* _WHAT THE TASK REQUIRES_:
Every line containing "ground" should be identified and copied from the data below.

* _DATASET_:
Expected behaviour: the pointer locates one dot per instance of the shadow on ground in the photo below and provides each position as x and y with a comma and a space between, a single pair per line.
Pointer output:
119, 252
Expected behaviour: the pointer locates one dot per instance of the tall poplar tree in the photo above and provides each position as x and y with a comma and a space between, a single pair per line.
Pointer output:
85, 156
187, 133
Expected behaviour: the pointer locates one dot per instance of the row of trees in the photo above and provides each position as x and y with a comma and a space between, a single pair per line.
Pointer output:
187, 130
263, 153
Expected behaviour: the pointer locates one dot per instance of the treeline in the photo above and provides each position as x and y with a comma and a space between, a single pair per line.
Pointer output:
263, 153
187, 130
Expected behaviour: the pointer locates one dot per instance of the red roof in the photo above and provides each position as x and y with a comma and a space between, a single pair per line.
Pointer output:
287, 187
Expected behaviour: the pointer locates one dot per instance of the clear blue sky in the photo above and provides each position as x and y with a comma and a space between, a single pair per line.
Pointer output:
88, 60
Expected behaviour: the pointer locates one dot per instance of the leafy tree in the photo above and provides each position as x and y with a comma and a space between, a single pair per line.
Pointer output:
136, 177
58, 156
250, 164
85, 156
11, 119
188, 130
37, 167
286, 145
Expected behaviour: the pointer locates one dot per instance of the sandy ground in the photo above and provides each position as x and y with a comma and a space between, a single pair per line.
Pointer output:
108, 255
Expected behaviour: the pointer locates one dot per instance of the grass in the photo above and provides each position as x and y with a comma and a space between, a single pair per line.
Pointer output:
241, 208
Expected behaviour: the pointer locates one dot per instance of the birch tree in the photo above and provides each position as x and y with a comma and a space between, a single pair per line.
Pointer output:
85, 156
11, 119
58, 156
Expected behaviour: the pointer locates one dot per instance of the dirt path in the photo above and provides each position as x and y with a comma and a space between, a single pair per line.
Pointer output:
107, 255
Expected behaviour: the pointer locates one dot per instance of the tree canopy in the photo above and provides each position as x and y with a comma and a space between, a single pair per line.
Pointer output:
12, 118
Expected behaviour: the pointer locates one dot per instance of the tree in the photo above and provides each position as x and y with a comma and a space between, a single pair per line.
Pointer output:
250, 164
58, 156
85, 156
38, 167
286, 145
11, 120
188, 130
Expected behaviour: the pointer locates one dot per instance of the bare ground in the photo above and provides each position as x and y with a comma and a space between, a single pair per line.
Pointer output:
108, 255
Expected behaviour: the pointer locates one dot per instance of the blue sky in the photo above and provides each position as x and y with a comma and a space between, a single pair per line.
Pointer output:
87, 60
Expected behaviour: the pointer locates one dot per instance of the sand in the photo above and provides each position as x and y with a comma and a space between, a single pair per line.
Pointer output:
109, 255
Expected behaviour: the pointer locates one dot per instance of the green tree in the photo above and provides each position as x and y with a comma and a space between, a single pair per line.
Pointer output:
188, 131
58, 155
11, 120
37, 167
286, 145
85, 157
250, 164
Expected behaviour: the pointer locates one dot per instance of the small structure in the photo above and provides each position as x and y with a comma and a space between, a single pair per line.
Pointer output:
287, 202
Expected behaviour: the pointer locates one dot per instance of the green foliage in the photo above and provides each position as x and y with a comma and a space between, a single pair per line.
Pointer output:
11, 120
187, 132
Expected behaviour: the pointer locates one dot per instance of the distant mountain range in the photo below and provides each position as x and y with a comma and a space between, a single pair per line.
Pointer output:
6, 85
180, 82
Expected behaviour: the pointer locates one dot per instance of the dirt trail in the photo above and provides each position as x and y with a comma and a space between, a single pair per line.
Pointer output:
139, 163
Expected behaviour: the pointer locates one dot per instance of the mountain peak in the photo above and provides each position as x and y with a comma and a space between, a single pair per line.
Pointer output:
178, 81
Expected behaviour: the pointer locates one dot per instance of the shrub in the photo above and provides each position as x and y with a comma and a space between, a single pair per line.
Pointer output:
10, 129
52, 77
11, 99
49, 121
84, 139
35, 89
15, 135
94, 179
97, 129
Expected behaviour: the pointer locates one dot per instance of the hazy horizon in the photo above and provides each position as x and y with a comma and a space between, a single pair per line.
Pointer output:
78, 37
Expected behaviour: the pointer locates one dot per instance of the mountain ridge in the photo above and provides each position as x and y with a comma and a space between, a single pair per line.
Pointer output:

* _RESULT OF THE EXERCISE_:
Expected behaviour: the pointer locates one dot per instance of the shadow on ground in the photo below and provides each position as x and y with a comma and a space between, a single pair per line.
Expected behaviour: the pointer locates one dot per instance of the sandy ground in the photo above and provides each position as x and y with a comma and a space between, a single pair per line.
Expected behaviour: the pointer locates one dot per instance of the bare ground in the photo above and provides each position as x and y with a comma and a space between, a single pair per line.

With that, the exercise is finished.